_RECORDS SHOWN_:

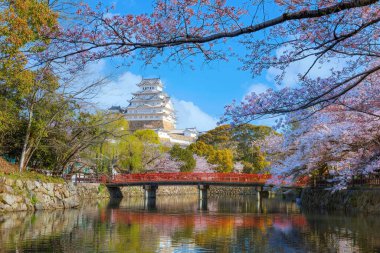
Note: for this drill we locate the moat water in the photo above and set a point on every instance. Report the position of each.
(177, 224)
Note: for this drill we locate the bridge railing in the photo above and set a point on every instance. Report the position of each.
(191, 177)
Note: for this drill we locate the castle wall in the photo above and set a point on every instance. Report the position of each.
(150, 124)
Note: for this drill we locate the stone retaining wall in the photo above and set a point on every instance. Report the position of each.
(354, 200)
(230, 191)
(22, 195)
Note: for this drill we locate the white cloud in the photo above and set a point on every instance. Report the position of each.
(290, 79)
(117, 92)
(190, 115)
(257, 88)
(113, 92)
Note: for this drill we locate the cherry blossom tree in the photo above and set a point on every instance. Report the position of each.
(275, 34)
(340, 141)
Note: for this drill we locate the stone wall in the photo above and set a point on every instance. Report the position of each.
(22, 195)
(231, 191)
(354, 200)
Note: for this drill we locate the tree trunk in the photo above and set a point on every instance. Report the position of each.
(26, 141)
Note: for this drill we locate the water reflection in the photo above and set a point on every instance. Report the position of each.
(177, 225)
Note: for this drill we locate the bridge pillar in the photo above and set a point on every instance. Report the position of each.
(202, 197)
(202, 191)
(150, 196)
(115, 192)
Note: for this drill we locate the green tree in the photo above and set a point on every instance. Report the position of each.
(185, 156)
(223, 158)
(240, 140)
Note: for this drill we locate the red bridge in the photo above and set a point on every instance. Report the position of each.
(181, 178)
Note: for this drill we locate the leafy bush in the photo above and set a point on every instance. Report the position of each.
(185, 156)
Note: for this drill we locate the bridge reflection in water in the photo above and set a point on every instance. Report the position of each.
(151, 181)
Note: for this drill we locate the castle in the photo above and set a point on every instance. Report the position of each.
(152, 108)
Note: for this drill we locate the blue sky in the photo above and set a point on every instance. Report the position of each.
(199, 94)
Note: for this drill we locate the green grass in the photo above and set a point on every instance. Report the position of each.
(32, 176)
(33, 200)
(101, 188)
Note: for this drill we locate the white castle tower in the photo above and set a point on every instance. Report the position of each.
(150, 107)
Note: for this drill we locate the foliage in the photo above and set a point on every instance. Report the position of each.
(184, 155)
(126, 152)
(202, 149)
(240, 140)
(223, 159)
(338, 141)
(33, 176)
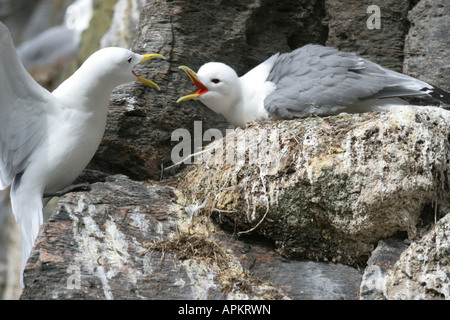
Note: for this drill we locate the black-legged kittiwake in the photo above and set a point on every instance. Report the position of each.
(47, 139)
(313, 79)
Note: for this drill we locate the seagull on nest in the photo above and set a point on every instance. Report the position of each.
(47, 139)
(313, 79)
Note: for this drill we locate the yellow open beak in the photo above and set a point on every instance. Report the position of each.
(202, 89)
(147, 57)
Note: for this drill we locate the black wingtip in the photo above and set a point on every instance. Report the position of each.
(440, 95)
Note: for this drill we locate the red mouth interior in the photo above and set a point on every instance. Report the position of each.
(201, 88)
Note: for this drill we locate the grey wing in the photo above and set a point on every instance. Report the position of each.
(23, 108)
(322, 80)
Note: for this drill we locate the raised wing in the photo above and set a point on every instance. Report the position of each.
(322, 80)
(24, 105)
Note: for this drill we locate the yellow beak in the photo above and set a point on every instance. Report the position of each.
(202, 89)
(147, 57)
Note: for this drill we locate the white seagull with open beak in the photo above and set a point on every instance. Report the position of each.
(48, 138)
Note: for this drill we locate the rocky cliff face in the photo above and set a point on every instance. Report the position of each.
(352, 206)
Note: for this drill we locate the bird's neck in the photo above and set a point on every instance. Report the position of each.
(86, 90)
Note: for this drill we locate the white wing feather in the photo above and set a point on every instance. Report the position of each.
(24, 106)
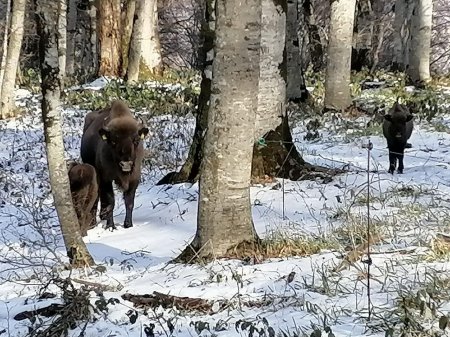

_PROBLEM STATEMENT_:
Count the lines in the entries above that contain the string "castle", treating uppercase and lowercase as different, and give only the number.

_ANSWER BELOW_:
3